» **本文の抜粋**
テロとの戦いに警察庁外事課は何をしていたのか

事件は国家間の外交では無い
 マスコミが使う「イスラム国」の名称が誤解を生むのだが、毎日新聞では『過激派組織「イスラム国」』と表記している。国家では無く犯罪組織の名称が「イスラム国」なのだが、誤解を招く表現が横行しているのと、自分で考えない日本人が増えているので「イスラム国」がイスラム教を代表する国家と思っている人が存在するのは笑えない事実だ。ネットでも「イスラム国の政府は何をやっているんだ!」みたいな発言を目にすることがある。自分で調べて自分で考えない人間は「口空いて、ハラワタ見える蛙(かわず)かな」となる好例だろう。
 事件が一段落した局面まで発言を差し控えていたのは現在進行形では交渉人(ネゴシエイター)に全権を任せるしか解決策が無いのがこの種の事件の常道だから。こうすれば良いとかああすれば良いなんて助言は雑音でしか無い。全ては交渉人(ネゴシエータ)の全権責任で終息に向かうべきだろう。

» **与えられた情報**
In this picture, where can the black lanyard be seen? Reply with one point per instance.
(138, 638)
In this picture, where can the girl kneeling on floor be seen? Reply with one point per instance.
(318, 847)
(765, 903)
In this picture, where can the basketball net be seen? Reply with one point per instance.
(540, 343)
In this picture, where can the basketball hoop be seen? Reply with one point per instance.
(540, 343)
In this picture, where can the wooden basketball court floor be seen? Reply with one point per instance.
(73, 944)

» **設問 1**
エントリーのうち「In this picture, where can the basketball hoop」を含む行からエントリーの最後までを、「依頼」と「回答」の2列のCSVに変換してください。依頼ごとに1行とし、各値は引用符で囲んだ1つのフィールドに収め、改行は空白に置き換えてください。
» **設問 2**
「イスラム国」をめぐる文章を、最後の文の後から書き継いでください。
「イスラム国」をめぐる文章とエントリーは、互いに関係がありません。

» **解答 1**
依頼,回答
"In this picture, where can the basketball hoop be seen? Reply with one point per instance.","(540, 343)"
"In this picture, where can the wooden basketball court floor be seen? Reply with one point per instance.","(73, 944)"

» **解答 2**
 その意味で、日本共産党と言うか、国会議員が「これ幸い」と安倍晋三総理大臣攻撃を行ったのは「野党は国政への責任が無い」との自覚を吐露した訳で、日本共産党は結局「世界同時共産革命」を信じた基地外ってことだろう。こんな政党に政権は渡せないし、政権能力も無い。
 事件の本質を考えると毎日新聞の表記を更に確実にする必要があり、「犯罪集団が国家を恐喝した」ってのが本質だ。
 これに対抗する日本の機能としての国民の生命財産を守る使命は警察にある。1970年台に赤軍派が世界各地でテロ行為(当時の表現ではゲリラ行為)を行った時に対応した窓口は外務省の現地大使館や領事館だったが、実質は警察庁の外事課であった。そして、そのほとんどに関与したのが浅間山荘事件の総指揮を担った佐々淳行氏である。
 当時は、浅間山荘事件の一連の延長戦として警察庁外事課が事件解決に向けてある意味「暗躍」する仕組みがあった。
 今回の事件の名称は定かでは無いが、警察庁外事課はまったく機能しなかった。外務省事案として放り投げて、警察庁は「ほおっかむり」である。
 テロとの戦いは専守防衛である、何故なら相手は国家では無い犯罪集団なので、首都陥落による勝利なんてのはあり得ない。現に、1970年代の赤軍派によるゲリラ(当時の表現)攻撃にはなすすべもなく、超法的対応を余儀なくされたのは国家との交渉では無かったので、今まで頼りにしていた日米安保での対応できない事案だったからである。つまり、テロとの戦いは軍事同盟すら無力になる異質の武力闘争だと認識する必要がある。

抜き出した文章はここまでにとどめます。